Entries held in a dataset:

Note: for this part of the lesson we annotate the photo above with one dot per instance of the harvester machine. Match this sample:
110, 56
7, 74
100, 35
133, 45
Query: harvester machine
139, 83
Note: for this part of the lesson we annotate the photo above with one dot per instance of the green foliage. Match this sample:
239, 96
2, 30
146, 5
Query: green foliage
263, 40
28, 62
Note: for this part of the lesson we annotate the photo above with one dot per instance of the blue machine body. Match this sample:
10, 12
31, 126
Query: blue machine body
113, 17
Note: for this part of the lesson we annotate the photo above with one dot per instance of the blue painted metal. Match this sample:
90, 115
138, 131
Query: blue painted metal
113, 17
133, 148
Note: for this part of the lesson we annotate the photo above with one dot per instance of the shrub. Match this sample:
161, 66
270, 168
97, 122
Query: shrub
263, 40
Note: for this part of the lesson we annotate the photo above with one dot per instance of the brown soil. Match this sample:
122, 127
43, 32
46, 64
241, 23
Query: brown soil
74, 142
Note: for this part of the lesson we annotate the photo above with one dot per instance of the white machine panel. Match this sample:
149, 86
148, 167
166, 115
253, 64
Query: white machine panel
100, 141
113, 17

==

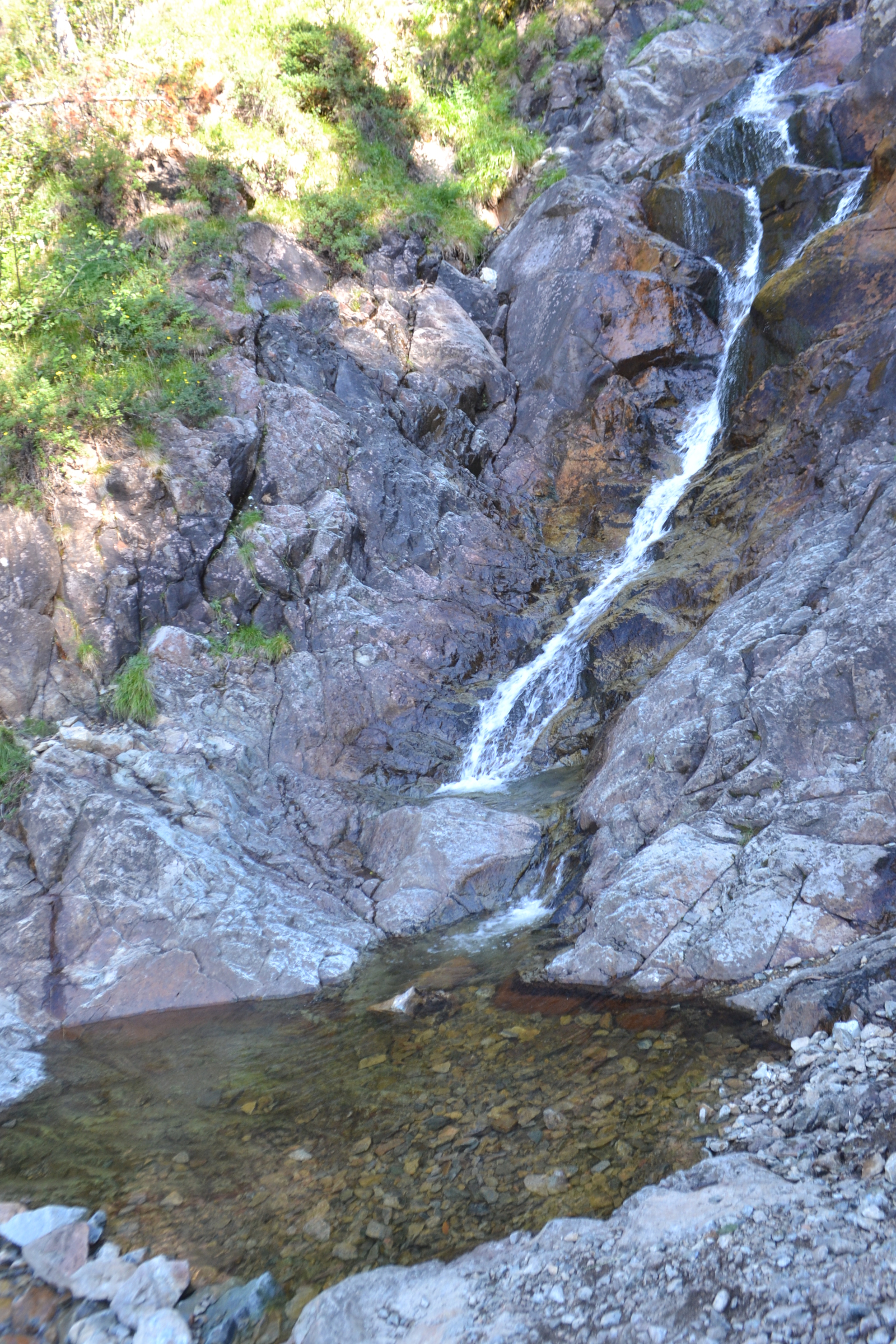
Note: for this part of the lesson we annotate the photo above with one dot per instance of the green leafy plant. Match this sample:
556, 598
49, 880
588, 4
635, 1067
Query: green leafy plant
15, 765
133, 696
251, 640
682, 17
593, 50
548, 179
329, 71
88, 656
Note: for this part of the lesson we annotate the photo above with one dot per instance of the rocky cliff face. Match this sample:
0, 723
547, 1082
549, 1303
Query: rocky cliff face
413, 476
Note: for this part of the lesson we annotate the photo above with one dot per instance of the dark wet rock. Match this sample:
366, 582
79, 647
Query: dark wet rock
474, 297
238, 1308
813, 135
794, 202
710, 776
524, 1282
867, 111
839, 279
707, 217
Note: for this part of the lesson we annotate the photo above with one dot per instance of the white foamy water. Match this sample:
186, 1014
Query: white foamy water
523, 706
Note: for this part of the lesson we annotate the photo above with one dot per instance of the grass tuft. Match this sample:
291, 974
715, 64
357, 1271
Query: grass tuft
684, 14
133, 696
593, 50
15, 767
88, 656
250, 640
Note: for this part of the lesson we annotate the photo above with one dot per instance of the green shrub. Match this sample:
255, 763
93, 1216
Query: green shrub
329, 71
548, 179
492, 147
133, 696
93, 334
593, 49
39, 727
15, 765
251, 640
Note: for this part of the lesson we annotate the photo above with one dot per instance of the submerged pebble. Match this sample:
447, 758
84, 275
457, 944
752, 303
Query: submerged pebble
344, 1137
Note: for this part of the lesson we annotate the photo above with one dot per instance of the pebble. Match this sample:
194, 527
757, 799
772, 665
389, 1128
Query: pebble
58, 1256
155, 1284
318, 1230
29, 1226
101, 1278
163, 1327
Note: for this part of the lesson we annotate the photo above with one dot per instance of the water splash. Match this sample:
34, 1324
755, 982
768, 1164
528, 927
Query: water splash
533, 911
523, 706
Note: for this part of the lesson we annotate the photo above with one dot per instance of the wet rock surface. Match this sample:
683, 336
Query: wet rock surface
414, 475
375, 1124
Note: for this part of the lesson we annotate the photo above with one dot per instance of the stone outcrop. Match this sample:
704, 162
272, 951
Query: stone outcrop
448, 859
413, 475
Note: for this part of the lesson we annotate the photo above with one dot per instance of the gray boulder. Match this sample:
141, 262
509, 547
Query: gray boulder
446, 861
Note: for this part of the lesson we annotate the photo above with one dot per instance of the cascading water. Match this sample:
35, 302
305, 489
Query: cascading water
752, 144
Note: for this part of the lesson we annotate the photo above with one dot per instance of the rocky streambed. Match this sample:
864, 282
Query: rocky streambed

● **What you will do**:
Please express the entries from the line with "of the cascading" up to and including the line with "Query: rocky streambed" as a JSON list of strings, one string per line, with blank lines left out.

● **Exercise result**:
[
  "Note: for this part of the lesson we annotate the photo above with one dot per instance of the cascading water. Match this sample:",
  "35, 302",
  "305, 489",
  "Query: cascading water",
  "752, 144",
  "Note: for this part of the lesson we annotate the photo above with one dot per instance of the rocky streambed. Match this sample:",
  "864, 282",
  "Query: rocky streambed"
]